(Extracted material Opens)

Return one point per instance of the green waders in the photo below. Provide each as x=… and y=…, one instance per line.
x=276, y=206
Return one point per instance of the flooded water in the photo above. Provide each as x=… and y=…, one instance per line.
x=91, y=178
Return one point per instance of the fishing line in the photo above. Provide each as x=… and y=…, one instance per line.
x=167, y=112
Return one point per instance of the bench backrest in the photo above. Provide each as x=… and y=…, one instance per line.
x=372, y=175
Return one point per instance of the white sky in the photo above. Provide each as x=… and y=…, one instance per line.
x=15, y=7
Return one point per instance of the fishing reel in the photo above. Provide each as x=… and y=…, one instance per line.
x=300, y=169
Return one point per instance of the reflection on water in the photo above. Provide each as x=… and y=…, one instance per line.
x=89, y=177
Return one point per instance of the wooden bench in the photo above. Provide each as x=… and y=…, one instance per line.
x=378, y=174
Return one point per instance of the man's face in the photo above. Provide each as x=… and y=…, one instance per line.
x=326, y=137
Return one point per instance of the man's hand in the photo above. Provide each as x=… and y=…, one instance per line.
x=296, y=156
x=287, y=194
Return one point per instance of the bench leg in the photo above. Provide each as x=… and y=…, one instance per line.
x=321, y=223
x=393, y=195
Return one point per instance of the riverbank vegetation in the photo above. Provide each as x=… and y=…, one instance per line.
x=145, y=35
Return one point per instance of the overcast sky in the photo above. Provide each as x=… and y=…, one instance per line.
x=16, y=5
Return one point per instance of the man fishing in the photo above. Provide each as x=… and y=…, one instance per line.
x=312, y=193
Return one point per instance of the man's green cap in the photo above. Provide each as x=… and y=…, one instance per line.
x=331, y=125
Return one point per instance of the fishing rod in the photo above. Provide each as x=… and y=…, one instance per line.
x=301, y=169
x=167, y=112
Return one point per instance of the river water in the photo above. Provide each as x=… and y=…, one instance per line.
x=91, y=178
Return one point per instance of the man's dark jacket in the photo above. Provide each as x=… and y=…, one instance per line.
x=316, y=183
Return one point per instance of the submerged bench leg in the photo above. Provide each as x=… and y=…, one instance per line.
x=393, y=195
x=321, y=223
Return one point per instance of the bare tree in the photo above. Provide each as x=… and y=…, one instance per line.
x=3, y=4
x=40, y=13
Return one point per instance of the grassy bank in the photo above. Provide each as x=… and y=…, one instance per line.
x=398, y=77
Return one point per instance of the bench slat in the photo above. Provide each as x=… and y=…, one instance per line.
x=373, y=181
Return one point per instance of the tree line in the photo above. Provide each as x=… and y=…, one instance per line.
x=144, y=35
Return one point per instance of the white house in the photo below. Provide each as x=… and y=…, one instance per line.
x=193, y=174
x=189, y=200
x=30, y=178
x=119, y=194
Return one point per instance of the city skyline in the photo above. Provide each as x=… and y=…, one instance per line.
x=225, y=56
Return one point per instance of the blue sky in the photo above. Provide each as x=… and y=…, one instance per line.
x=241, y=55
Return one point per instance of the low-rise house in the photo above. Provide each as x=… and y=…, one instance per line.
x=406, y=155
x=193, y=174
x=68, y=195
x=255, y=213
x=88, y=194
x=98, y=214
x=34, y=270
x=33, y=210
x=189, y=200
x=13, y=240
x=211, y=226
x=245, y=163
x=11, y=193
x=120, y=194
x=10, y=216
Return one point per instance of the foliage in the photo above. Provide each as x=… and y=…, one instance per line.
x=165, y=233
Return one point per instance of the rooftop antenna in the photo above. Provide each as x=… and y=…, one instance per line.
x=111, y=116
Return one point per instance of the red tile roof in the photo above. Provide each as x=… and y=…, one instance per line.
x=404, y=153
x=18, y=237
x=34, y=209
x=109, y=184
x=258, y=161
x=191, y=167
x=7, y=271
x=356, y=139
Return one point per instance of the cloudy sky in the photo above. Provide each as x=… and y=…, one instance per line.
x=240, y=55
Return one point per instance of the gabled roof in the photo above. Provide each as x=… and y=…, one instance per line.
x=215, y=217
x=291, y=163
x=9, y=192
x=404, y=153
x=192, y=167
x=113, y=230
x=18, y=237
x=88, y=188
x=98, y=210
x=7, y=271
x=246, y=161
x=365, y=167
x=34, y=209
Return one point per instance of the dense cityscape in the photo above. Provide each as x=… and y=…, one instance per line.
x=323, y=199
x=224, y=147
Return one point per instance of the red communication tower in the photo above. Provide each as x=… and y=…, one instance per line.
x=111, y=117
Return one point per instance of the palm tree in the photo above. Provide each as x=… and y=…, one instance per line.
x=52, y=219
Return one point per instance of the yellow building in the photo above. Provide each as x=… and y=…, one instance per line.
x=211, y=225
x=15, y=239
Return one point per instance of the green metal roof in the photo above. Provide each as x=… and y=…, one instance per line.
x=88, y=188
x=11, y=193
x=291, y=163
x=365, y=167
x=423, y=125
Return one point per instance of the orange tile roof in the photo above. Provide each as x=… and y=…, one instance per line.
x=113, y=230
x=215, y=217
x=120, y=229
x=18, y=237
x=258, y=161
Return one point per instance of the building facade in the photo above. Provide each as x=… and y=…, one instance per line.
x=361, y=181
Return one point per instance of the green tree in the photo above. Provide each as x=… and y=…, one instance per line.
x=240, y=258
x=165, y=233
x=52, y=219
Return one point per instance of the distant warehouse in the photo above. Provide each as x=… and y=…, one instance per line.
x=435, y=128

(Extracted material Closes)

• Work instructions
Reproduce all the data word for word.

• Solution below
Return one point per instance of the green waders in the photo below. Provide each as x=… and y=…, one instance per line.
x=276, y=206
Return one point per instance of the flooded water in the photo above. Provide each as x=… and y=…, one instance per line.
x=91, y=178
Return one point per instance of the fishing line in the photo above. Provide each as x=… and y=…, one instance per line.
x=167, y=112
Return one point per instance of the bench backrest in the photo above. Provide each as x=… and y=…, one instance per line.
x=372, y=175
Return one point per instance of the white sky in the photo above. Provide each as x=… and y=…, one instance per line.
x=15, y=7
Return one point per instance of the fishing reel in the photo above. Provide each as x=… and y=…, one instance per line.
x=300, y=169
Return one point per instance of the reflection on water in the photo above. Provide each as x=… and y=…, one instance per line.
x=89, y=177
Return one point per instance of the wooden bench in the photo above. Provide each as x=… and y=…, one instance per line.
x=378, y=174
Return one point per instance of the man's face in the photo above. Provide each as x=… and y=…, one instance per line.
x=326, y=137
Return one point per instance of the man's hand in the photo above. Provide each as x=… and y=…, one instance per line.
x=296, y=156
x=287, y=194
Return one point per instance of the bench leg in the photo above. Provide each as x=… and y=…, one instance per line.
x=321, y=223
x=393, y=195
Return one point per instance of the riverbank vegetation in the photo above. Provide each as x=… and y=…, one instance per line.
x=145, y=35
Return one point per instance of the overcast sky in the photo above. Provide each as x=… and y=…, one instance per line.
x=16, y=5
Return one point per instance of the man fishing in the photo above. Provide each as x=… and y=…, one instance per line.
x=312, y=193
Return one point per instance of the man's green cap in the photo above. Provide each as x=… and y=…, one instance per line.
x=331, y=125
Return one point per instance of the fishing rod in the photo above. Provide each as x=… and y=…, one instance per line.
x=301, y=169
x=167, y=112
Return one point per instance of the river water in the photo above. Provide each as x=… and y=…, one instance per line.
x=91, y=178
Return one point per instance of the man's dark jacket in the photo above. Provide each as x=… and y=…, one instance per line.
x=316, y=183
Return one point per instance of the submerged bench leg in the photo above. Provide each as x=… and y=…, one instance per line.
x=393, y=195
x=321, y=223
Return one point per instance of the bare tree in the photo above. Provide each as x=… and y=…, one instance per line.
x=3, y=4
x=40, y=13
Return one point per instance of the grassy bank in the photo above. Provide each as x=… and y=…, one instance per line.
x=398, y=77
Return one point per instance of the bench slat in the photo above. Provide each as x=… and y=…, one instance per line.
x=373, y=181
Return one point per instance of the tree line in the photo above. Provide each as x=… and y=…, one instance per line.
x=144, y=35
Return one point per instance of the white house in the photo below. Provide each as x=… and y=…, one instance per line.
x=193, y=174
x=189, y=200
x=30, y=178
x=119, y=194
Return one point per instance of the city skyline in the photo above. Provide each as x=… and y=…, one instance per line.
x=225, y=56
Return one point per instance of the blue sky in the photo above. Provide each as x=… and y=…, one instance per line.
x=241, y=55
Return one point per instance of the low-rise house in the photo above. Provide each as x=… and y=…, one instance per line.
x=406, y=155
x=193, y=174
x=68, y=195
x=255, y=213
x=88, y=194
x=98, y=214
x=34, y=270
x=33, y=210
x=189, y=200
x=13, y=240
x=211, y=226
x=245, y=163
x=11, y=193
x=120, y=194
x=10, y=216
Return one point per instance of the foliage in the photo above. Provide each as x=… and y=…, one instance per line.
x=165, y=233
Return one point per instance of the rooftop antenna in the photo above. Provide each as x=… and y=…, one instance per line.
x=111, y=116
Return one point per instance of the red tile roof in the photo above. Provide each as x=… and y=…, one instance per line.
x=404, y=153
x=18, y=237
x=34, y=209
x=109, y=184
x=258, y=161
x=191, y=167
x=7, y=271
x=356, y=139
Return one point per instance of the cloudy sky in the photo above. Provide each as x=… and y=…, one instance per line.
x=240, y=55
Return one point per instance of the gabled roof in the photo above. Provide each as x=… and y=…, one instance per line.
x=215, y=217
x=291, y=163
x=9, y=192
x=404, y=153
x=192, y=167
x=113, y=230
x=18, y=237
x=88, y=188
x=98, y=210
x=7, y=271
x=246, y=161
x=365, y=167
x=34, y=209
Return one point per instance of the dense cityscape in the photo above. Provide each as x=… and y=…, one instance per line.
x=323, y=199
x=224, y=147
Return one point per instance of the red communication tower in the photo above. Provide each as x=… and y=…, one instance per line.
x=111, y=117
Return one point per instance of the palm tree in the photo above. Provide each as x=… and y=…, one instance per line.
x=52, y=219
Return one point per instance of the yellow building in the photo above. Provide each as x=… and y=…, one instance per line.
x=211, y=225
x=15, y=239
Return one point per instance of the green metal roof in the photo above. Provide each as x=… and y=…, one instance per line.
x=88, y=188
x=11, y=193
x=291, y=163
x=365, y=167
x=423, y=125
Return one point per instance of the orange tile roof in the photo above. Provide each as x=… and y=…, one instance per line.
x=113, y=230
x=215, y=217
x=120, y=229
x=18, y=237
x=258, y=161
Return one point per instance of the building facade in the photo above. Provide each as x=… and y=…, one instance per line.
x=361, y=181
Return one point per instance of the green tree in the photo above. Provide each as x=… and y=…, one instance per line.
x=240, y=258
x=165, y=233
x=52, y=219
Return one point per instance of the distant warehouse in the photo above. Provide each as x=… and y=…, one instance per line.
x=435, y=128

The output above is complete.